# Start of Extracted material
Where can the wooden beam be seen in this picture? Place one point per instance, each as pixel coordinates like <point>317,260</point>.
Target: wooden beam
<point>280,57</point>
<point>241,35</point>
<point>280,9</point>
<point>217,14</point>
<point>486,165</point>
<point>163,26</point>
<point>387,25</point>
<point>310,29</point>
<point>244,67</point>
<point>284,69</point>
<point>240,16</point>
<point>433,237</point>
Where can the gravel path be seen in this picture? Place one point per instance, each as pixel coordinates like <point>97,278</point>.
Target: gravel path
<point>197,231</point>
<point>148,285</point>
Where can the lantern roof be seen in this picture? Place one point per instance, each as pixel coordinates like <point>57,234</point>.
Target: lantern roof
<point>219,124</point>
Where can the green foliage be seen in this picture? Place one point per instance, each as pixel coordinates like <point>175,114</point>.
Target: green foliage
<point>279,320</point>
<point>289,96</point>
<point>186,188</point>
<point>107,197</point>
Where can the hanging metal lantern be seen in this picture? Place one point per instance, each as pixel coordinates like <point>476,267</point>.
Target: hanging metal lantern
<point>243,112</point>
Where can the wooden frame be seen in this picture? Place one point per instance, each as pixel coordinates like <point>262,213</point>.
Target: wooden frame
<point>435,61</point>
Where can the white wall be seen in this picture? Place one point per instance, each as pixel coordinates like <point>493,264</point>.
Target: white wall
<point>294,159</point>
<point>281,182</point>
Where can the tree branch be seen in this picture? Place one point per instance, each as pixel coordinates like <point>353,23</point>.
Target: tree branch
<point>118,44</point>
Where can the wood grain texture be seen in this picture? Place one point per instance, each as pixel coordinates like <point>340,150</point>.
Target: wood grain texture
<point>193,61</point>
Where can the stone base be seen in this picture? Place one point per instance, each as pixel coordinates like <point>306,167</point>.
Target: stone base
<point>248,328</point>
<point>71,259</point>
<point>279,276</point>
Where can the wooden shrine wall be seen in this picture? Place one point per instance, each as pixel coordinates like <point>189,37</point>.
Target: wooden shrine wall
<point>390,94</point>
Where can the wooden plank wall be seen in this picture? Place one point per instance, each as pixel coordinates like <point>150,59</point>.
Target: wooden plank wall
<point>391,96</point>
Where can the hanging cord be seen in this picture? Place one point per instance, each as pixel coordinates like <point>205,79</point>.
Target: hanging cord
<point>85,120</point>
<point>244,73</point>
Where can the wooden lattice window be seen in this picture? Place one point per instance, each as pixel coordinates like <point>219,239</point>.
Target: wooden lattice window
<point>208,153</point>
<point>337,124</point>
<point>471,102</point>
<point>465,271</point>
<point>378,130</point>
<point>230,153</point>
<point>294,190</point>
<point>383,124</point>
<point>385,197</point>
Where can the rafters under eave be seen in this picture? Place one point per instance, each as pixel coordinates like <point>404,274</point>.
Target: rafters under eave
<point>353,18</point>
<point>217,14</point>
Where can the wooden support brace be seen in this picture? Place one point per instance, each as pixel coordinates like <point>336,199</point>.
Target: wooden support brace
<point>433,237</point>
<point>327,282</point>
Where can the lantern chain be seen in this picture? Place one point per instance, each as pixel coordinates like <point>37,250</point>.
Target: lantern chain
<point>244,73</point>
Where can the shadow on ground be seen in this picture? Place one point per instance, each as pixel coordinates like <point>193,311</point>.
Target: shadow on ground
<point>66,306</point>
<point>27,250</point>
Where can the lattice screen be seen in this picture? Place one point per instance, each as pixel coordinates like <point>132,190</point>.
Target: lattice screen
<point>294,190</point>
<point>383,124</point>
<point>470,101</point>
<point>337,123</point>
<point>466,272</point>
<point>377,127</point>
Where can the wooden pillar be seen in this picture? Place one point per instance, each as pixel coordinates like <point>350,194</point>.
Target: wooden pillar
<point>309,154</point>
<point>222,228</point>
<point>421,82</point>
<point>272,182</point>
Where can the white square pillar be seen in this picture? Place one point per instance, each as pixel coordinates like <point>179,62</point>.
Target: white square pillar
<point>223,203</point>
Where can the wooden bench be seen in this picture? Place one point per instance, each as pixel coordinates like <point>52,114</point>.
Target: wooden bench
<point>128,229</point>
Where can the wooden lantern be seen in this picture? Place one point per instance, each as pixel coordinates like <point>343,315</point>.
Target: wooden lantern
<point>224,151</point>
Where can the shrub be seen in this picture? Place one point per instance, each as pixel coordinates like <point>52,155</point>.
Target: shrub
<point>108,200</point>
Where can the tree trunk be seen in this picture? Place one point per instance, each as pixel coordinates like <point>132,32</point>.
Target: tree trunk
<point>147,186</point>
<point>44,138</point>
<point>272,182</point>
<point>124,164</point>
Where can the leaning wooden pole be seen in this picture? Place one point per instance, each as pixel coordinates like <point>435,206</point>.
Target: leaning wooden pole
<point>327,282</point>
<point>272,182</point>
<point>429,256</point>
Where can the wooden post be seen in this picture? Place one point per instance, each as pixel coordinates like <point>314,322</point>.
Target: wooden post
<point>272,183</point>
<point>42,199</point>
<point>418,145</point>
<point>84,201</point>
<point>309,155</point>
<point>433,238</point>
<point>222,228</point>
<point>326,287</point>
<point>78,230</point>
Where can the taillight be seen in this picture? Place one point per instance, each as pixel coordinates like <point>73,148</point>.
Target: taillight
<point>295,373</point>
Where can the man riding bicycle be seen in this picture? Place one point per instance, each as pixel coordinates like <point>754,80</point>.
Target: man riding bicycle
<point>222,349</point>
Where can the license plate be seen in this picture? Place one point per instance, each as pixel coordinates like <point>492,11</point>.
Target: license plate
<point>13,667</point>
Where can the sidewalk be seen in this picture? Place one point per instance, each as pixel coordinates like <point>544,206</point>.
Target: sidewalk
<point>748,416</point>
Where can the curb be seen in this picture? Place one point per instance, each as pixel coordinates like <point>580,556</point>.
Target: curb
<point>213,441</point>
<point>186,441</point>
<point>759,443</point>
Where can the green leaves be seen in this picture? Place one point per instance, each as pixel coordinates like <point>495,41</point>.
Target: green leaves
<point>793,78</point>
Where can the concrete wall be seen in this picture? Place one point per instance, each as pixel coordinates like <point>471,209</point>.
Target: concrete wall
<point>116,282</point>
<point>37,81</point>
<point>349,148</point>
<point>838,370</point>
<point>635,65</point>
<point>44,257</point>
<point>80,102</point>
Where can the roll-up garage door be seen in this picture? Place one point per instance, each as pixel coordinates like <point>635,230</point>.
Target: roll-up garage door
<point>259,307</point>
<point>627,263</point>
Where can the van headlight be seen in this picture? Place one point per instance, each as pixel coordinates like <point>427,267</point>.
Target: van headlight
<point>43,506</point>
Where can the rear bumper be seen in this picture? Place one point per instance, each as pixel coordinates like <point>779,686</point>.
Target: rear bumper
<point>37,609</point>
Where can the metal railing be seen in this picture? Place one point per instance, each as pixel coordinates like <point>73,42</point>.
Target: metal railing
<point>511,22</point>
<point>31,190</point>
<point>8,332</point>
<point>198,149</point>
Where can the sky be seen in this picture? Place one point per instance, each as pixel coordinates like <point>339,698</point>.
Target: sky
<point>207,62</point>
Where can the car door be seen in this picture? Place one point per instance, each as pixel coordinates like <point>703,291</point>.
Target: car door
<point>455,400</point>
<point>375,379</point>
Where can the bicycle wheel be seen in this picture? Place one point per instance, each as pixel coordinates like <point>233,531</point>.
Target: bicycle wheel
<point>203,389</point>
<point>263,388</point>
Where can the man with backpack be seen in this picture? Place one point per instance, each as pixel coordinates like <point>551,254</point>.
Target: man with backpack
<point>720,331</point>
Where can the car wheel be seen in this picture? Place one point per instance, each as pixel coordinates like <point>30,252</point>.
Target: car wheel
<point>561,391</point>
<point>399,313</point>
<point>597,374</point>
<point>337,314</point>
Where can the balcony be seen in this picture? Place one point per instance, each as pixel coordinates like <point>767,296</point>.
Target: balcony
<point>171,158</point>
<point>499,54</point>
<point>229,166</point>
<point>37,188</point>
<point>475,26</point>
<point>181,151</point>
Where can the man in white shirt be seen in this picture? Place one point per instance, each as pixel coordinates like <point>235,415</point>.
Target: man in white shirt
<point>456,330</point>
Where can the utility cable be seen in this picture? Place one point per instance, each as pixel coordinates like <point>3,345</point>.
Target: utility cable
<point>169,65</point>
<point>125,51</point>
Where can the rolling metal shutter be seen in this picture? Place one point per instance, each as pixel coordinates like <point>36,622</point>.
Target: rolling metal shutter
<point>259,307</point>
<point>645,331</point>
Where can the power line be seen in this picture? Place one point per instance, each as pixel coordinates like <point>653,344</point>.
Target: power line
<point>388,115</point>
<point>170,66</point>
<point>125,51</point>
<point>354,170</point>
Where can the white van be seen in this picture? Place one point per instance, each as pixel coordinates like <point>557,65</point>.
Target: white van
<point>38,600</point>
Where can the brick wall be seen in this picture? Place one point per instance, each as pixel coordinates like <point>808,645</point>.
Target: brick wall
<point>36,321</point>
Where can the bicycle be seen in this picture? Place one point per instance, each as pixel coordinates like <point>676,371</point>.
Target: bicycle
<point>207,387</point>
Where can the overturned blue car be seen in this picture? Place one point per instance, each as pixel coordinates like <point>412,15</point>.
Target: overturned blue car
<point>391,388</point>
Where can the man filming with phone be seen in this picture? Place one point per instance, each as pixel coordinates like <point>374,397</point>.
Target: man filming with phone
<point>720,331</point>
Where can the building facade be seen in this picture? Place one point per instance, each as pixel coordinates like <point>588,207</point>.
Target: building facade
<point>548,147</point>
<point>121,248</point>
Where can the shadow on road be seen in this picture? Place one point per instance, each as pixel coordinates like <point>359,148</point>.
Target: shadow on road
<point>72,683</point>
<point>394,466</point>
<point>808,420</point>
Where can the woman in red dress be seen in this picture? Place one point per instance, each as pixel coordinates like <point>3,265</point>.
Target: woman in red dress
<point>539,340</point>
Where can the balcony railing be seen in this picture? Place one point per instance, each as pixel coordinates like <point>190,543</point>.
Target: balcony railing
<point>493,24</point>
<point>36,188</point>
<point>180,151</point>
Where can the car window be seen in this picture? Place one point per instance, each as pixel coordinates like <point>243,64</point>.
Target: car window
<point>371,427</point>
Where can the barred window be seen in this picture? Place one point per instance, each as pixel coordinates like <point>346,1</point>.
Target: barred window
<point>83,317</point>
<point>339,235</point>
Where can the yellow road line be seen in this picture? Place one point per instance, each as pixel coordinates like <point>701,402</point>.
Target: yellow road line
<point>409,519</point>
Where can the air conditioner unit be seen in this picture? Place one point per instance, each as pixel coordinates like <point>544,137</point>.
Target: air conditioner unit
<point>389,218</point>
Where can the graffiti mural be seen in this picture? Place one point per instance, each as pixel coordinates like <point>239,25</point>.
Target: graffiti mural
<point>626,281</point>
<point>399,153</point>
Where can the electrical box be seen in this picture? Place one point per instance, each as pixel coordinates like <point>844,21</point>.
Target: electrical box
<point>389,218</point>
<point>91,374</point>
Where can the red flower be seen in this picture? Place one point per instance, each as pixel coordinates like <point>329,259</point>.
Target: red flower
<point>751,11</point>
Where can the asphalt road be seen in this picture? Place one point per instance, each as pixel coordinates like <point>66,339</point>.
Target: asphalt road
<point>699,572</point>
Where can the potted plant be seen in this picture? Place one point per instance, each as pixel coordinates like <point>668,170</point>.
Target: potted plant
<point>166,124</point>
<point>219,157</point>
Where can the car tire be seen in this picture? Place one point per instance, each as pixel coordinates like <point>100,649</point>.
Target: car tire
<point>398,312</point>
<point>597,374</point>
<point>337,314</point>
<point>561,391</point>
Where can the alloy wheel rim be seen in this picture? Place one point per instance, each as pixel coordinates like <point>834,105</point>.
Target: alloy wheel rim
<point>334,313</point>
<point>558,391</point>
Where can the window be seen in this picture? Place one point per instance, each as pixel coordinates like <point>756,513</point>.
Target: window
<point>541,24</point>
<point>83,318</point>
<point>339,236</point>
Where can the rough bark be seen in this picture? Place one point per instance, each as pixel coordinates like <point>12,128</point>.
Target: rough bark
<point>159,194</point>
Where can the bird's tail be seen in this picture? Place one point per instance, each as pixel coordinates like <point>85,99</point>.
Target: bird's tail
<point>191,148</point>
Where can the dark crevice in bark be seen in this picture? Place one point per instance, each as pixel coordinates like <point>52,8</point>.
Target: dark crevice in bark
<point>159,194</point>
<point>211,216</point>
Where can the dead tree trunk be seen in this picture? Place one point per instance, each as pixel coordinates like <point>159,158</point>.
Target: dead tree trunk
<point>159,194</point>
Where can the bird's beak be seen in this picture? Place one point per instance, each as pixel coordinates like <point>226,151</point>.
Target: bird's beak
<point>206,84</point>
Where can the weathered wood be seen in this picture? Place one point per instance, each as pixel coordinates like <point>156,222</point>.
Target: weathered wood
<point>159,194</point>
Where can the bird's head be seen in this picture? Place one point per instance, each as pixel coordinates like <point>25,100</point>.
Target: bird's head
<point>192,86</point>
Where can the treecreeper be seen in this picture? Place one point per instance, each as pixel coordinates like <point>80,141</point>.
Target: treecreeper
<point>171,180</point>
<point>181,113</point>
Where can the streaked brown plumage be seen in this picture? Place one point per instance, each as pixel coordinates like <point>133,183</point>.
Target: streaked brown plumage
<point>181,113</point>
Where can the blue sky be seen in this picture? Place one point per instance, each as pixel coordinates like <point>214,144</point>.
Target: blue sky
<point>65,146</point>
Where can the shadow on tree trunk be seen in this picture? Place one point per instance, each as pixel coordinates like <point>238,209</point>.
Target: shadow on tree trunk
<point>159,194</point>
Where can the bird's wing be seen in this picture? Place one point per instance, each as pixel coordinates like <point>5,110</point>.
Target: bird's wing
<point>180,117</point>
# End of Extracted material
### What to do
Please copy the listing from the line that has "Where can the wooden shrine" through the line that has "<point>390,94</point>", substituting "temple" for "shrine" and leaving everything else unchanged.

### Finished task
Where can the wooden temple wall be seen in this picture? Place one point per instance, each as pixel coordinates like <point>189,37</point>.
Target: wooden temple wall
<point>390,94</point>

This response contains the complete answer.